> _Objective_
Pull out the lines below word for word, beginning at the line that contains "camouflage cap, a" and stopping after the line that contains "[[647, 123]]".

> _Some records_

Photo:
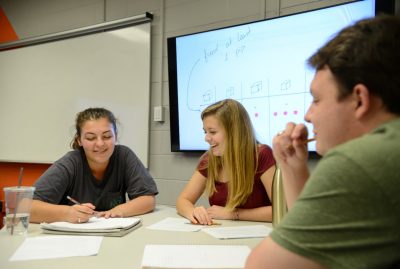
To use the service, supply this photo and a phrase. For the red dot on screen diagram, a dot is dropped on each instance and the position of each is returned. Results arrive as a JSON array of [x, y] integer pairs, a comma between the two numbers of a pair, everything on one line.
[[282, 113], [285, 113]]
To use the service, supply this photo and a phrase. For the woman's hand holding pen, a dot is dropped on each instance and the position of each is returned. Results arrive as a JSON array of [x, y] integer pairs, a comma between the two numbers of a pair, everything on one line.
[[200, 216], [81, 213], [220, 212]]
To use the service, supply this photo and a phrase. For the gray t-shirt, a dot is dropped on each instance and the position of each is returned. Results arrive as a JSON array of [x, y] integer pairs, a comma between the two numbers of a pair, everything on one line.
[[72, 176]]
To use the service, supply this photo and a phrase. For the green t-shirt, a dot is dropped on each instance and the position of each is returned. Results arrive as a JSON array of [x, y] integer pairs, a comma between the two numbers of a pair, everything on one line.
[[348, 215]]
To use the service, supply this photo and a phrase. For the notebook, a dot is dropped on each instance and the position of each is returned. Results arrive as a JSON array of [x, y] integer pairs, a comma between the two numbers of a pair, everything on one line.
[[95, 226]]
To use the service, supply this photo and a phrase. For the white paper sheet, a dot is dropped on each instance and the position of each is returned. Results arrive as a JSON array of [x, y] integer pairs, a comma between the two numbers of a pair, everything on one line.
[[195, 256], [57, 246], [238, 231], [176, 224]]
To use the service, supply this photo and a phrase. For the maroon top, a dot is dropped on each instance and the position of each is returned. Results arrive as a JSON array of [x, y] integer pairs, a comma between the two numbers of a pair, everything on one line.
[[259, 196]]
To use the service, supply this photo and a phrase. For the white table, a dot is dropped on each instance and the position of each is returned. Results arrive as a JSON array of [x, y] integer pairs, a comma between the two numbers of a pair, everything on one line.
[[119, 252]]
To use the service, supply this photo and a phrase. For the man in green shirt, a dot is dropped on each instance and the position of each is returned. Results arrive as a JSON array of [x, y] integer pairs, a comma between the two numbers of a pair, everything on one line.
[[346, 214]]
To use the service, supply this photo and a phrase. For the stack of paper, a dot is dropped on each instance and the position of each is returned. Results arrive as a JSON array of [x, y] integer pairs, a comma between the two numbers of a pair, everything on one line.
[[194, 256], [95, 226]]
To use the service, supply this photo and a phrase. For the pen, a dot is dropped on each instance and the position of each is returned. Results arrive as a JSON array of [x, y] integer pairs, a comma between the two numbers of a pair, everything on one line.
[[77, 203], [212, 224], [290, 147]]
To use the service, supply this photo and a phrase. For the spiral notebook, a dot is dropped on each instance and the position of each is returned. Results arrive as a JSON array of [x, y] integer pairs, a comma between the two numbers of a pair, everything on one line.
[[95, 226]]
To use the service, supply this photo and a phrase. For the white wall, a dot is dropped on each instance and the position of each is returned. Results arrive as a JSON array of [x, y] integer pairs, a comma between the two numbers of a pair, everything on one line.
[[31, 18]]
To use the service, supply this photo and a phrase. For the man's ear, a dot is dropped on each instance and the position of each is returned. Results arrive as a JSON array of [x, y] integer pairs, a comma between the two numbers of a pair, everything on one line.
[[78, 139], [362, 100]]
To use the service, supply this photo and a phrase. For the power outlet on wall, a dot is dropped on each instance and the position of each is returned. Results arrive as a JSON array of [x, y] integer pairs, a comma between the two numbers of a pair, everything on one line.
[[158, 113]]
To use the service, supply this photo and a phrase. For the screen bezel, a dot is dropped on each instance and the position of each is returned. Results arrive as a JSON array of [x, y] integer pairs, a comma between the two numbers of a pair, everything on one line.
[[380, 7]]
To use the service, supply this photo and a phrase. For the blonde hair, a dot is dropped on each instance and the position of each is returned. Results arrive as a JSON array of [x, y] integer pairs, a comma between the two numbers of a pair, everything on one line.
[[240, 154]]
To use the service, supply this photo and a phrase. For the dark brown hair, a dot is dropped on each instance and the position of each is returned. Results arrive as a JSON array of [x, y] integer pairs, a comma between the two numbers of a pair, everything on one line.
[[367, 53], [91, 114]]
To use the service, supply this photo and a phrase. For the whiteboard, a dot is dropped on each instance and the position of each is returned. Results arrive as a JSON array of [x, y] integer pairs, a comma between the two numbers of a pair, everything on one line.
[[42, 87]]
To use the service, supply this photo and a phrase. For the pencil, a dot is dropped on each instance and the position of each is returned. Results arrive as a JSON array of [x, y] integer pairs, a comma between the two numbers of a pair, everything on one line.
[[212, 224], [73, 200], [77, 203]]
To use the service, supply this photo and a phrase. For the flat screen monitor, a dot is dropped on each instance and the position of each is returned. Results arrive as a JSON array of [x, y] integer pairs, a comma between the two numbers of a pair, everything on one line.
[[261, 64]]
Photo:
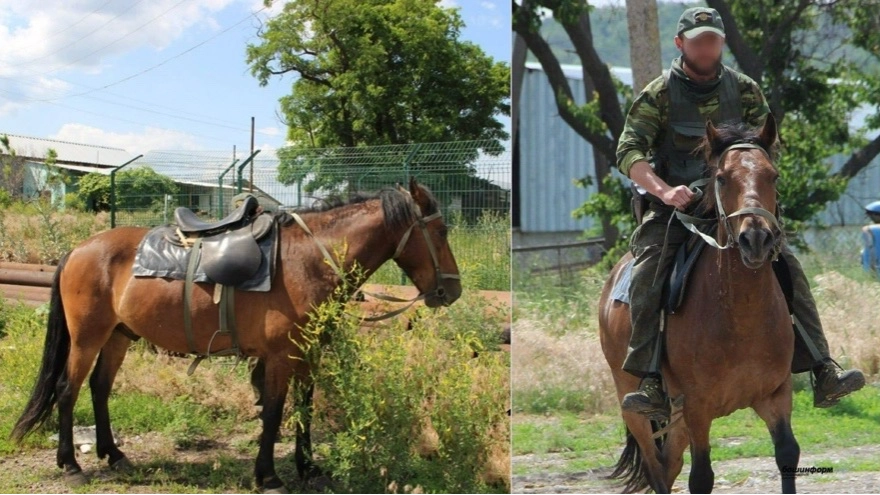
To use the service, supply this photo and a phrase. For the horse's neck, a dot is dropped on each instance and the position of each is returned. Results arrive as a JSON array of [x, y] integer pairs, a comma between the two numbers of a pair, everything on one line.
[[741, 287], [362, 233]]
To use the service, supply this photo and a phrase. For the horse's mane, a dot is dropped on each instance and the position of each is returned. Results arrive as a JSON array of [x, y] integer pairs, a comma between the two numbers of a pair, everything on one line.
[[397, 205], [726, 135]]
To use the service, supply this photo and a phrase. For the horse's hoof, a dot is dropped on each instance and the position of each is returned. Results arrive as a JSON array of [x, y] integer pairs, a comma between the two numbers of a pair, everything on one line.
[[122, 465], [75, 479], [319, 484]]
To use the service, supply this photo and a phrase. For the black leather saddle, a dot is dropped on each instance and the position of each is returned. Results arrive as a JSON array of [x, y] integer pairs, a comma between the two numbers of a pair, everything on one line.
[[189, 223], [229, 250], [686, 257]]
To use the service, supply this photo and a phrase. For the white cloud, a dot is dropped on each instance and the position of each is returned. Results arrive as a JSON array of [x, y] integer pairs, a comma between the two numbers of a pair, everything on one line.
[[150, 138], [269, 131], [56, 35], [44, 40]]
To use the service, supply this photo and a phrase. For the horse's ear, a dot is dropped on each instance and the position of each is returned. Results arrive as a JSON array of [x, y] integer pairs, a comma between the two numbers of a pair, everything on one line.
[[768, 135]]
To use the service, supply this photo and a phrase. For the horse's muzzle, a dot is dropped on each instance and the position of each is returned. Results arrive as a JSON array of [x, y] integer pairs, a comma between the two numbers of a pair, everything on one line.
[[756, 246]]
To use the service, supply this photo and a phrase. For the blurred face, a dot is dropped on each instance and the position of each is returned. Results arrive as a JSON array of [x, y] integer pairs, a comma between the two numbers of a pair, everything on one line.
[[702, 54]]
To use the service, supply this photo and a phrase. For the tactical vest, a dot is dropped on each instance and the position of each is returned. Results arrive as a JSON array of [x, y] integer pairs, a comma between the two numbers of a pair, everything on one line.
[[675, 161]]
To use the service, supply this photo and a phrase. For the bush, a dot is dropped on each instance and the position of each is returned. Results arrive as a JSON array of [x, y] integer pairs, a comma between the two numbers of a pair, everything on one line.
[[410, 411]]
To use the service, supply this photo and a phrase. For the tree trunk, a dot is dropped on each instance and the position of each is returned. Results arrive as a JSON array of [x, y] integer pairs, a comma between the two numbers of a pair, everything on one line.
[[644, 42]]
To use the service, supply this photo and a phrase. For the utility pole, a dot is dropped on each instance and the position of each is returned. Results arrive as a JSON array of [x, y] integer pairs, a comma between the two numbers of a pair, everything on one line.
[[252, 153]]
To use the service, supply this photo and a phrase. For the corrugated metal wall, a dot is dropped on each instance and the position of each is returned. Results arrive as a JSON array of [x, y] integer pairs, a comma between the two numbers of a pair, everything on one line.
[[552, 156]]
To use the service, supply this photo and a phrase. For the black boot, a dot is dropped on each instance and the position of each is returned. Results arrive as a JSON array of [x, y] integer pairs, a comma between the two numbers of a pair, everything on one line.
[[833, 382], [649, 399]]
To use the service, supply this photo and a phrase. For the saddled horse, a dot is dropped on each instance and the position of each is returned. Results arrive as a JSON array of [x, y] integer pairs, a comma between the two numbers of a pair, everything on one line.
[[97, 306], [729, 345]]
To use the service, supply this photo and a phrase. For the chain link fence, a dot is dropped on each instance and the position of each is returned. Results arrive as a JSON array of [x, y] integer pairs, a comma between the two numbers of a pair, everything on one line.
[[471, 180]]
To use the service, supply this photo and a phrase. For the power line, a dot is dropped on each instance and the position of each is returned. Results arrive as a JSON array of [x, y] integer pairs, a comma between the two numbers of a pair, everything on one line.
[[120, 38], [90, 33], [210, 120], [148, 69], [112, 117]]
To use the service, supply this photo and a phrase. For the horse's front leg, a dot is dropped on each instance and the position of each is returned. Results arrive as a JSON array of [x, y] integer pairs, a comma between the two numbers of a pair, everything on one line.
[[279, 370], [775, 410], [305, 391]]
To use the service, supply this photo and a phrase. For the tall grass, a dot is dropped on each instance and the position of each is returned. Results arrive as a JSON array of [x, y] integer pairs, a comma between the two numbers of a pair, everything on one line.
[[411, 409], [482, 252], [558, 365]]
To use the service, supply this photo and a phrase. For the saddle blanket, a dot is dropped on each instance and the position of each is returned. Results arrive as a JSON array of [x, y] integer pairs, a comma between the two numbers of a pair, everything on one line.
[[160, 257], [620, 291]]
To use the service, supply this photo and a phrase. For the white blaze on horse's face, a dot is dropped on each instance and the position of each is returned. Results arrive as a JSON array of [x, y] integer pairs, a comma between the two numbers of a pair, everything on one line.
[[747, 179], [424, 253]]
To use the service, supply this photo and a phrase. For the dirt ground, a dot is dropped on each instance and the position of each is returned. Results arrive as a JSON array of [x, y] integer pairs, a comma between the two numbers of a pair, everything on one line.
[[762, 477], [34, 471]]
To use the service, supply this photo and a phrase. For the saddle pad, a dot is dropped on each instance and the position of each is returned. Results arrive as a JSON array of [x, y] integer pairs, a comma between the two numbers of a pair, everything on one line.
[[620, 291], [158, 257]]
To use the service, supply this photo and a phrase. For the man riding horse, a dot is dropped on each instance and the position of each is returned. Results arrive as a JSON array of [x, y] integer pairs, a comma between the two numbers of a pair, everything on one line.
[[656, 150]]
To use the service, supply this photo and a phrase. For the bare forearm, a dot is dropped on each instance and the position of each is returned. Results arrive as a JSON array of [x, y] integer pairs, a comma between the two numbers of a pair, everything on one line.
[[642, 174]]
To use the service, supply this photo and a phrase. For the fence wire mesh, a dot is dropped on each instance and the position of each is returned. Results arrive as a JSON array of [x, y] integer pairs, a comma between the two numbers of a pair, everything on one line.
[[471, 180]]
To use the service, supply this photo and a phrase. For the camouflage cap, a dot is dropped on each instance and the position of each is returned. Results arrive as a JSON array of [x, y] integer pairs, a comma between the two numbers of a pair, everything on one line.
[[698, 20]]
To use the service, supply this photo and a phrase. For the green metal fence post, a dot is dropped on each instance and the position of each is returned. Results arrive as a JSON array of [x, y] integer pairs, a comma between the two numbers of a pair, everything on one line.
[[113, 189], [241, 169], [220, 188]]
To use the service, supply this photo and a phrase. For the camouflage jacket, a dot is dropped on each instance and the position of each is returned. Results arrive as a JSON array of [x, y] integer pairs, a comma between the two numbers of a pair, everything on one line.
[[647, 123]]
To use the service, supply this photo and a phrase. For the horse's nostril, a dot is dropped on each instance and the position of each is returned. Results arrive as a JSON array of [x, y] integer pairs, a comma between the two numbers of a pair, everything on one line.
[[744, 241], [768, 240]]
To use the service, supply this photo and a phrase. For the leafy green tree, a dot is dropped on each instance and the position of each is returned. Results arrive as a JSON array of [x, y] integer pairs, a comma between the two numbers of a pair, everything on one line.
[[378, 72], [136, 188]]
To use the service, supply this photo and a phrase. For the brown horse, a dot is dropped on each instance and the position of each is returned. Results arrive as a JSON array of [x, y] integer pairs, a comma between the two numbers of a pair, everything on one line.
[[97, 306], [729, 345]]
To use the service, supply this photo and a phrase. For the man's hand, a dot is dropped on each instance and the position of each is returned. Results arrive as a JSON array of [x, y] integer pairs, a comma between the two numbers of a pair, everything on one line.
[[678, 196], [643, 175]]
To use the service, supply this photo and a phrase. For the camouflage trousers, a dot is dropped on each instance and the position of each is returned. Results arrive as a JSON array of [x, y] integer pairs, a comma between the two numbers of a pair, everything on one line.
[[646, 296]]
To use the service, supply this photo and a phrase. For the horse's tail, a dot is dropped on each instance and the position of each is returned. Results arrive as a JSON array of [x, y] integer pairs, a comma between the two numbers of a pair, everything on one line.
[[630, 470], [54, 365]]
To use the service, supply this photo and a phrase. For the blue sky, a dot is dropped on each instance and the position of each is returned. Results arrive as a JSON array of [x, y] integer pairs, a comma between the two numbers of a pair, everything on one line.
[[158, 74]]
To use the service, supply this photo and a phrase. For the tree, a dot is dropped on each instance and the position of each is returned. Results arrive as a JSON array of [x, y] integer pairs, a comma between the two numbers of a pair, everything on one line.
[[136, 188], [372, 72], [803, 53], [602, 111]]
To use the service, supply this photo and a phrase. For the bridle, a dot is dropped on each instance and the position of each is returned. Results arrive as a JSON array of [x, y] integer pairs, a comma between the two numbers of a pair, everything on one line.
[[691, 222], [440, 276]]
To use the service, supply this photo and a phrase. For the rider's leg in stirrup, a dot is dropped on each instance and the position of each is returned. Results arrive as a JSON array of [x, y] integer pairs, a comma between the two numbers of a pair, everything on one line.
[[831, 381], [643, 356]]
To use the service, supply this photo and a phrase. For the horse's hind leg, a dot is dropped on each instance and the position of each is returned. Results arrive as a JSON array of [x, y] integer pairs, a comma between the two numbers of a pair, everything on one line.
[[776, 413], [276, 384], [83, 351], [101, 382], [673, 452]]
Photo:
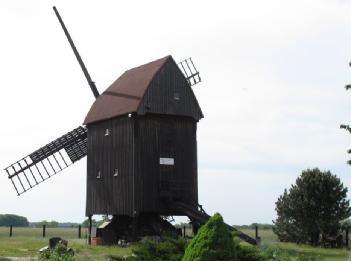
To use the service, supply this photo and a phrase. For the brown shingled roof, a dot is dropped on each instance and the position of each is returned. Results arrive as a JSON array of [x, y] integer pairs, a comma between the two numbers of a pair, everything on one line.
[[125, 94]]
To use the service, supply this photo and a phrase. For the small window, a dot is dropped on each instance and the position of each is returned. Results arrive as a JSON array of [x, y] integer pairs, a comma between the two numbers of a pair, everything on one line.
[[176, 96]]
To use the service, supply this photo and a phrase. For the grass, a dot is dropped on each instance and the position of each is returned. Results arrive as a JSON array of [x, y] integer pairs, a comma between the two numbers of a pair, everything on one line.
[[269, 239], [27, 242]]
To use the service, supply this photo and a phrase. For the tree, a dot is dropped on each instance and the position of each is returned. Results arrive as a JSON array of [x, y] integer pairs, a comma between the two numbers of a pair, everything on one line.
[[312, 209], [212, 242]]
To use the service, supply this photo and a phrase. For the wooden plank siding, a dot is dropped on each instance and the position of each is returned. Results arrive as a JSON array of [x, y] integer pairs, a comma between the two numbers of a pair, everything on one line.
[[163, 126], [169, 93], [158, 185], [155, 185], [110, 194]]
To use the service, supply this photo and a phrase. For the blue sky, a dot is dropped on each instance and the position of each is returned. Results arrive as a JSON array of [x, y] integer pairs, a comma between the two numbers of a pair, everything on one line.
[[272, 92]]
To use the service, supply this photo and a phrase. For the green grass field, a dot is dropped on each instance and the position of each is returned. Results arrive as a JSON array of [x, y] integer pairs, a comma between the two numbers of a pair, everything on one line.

> _Completed task_
To use the service, supply this photo and a phrase. For the camouflage cap, a dot is dropped on each instance and the position of each is returned. Results arrive as a JSON array of [x, y] integer pairs, a comma between the two numbers of a pair, everything on one line.
[[698, 20]]
To use the service, supply this photo and a phrase. For the green metal fence post, a dot is dropped on each instance and the position of each is returned. Results arrive as a JSON array of [x, y] integer pairs, a comma between the two numbers of a pair, everything on one line.
[[113, 189], [241, 169], [220, 188]]
To use the service, supply this photo and a phrase. For the camouflage jacket, a dot is dropped on each instance and the position of each is returned. Results arrive as a JSON array of [x, y] integer pairs, a comma between the two numbers of a pair, everything on one line.
[[647, 123]]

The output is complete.